Korean Minjok Leadership Academy
International Program
Cho, Namje
Term Paper, AP European History Class, March 2008



Table of Contents


I. Historical Background
I.1 Aftermath of WW I
I.2 The National Socialist German Workers' Party
II. The 1936 Summer Olympics
II.1 Background & Statistical Information
II.2 Hitler's Goal and Influence
II.2.1 Precautions Taken
II.2.2 Involving the Youth
II.3 Foreign Reaction
II.3.1 Boycott Movement in the U.S.
II.3.2 People's Olympiad in Spain
II.3.3 Media Portrayal
III. The Games of 1936
III.1 Results
III.2 The Heroics of Jesse Owens
IV. Aftermath
V. Conclusion
Notes
References



I. Historical Background

I.1 Aftermath of World War I
            Hitler had joined the German Workers Party in 1919, which was renamed the National Socialist German Workers' Party (NSDAP) in 1920. The party was largely known for its "storm troopers," anti-Semitic views, and plans for treaty revision, along with other economic and social changes. The NSDAP met new faces in the late 1920's with new leaders emerging such as Joseph Goebbels and Heinrich Himmler.
            After World War I, the Great Depression had a drastic effect on Germany economically and politically. German exports fell from 13.5 billion marks in 1929 to 5.7 billion marks in 1932 (1), and such a large fall led to a huge increase in unemployment. Such economic woes underscored the weak politics of the country at the time and this opened the door for the Nazis with new opportunities to gain power.

I.2 The National Socialist German Workers' Party Takes Power
            During the September of 1930, the Reichstag elections surprised everyone as the Nazis saw their vote count jump dramatically; they came second to only the Social Democrats. Two years later, during the presidential elections of 1932, Paul von Hindenburg's presidential term had expired, and he was convinced to run for office again in order to prevent Hitler from becoming president. Chancellor Brüning was replaced by Franz von Papen, and he, too, in efforts to prevent Hitler from gaining power, formed a government of aristocratic conservatives. Von Papen later offered Hitler the vice chancellor seat with an opportunity to join the coalition government; Hitler, however, refused and von Papen was thus politically paralyzed. He dissolved the Reichstag and resigned for Kurt von Schleicher, who took the seat as the new chancellor.

DATASET CONTENT.
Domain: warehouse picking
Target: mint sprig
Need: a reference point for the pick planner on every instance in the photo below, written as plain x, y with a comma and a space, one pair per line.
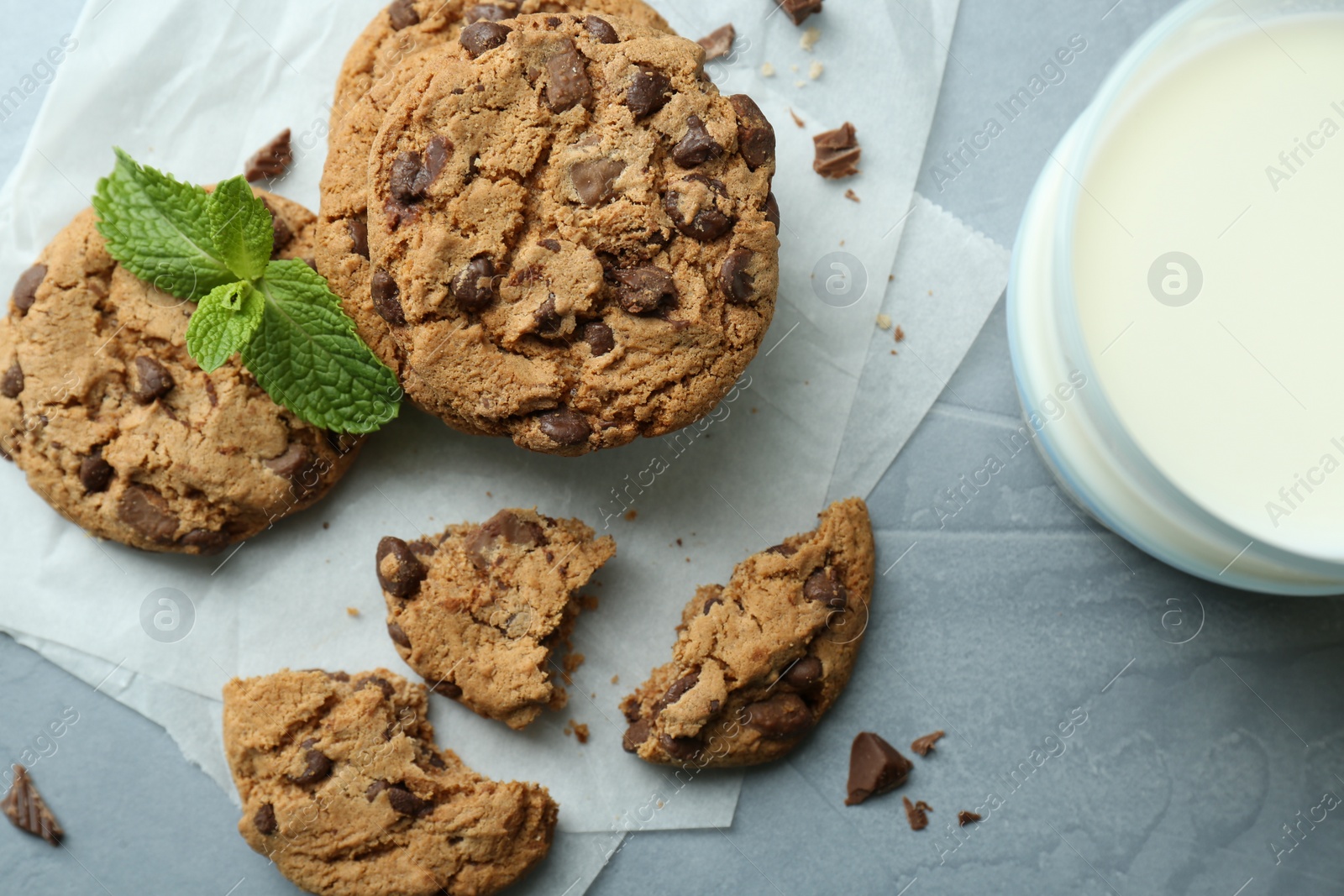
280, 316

STATED TASK 1. List every person named in the body paragraphs of the term paper's "I. Historical Background" section.
STATED TASK 2. Return the term paper's text from "Table of Contents" up to and including "in the U.S.", word for word.

EXPECTED OUTPUT 1. Hitler, Joseph Goebbels, Heinrich Himmler, Paul von Hindenburg, Brüning, Franz von Papen, Kurt von Schleicher

EXPECTED OUTPUT 2.
Table of Contents


I. Historical Background
I.1 Aftermath of WW I
I.2 The National Socialist German Workers' Party
II. The 1936 Summer Olympics
II.1 Background & Statistical Information
II.2 Hitler's Goal and Influence
II.2.1 Precautions Taken
II.2.2 Involving the Youth
II.3 Foreign Reaction
II.3.1 Boycott Movement in the U.S.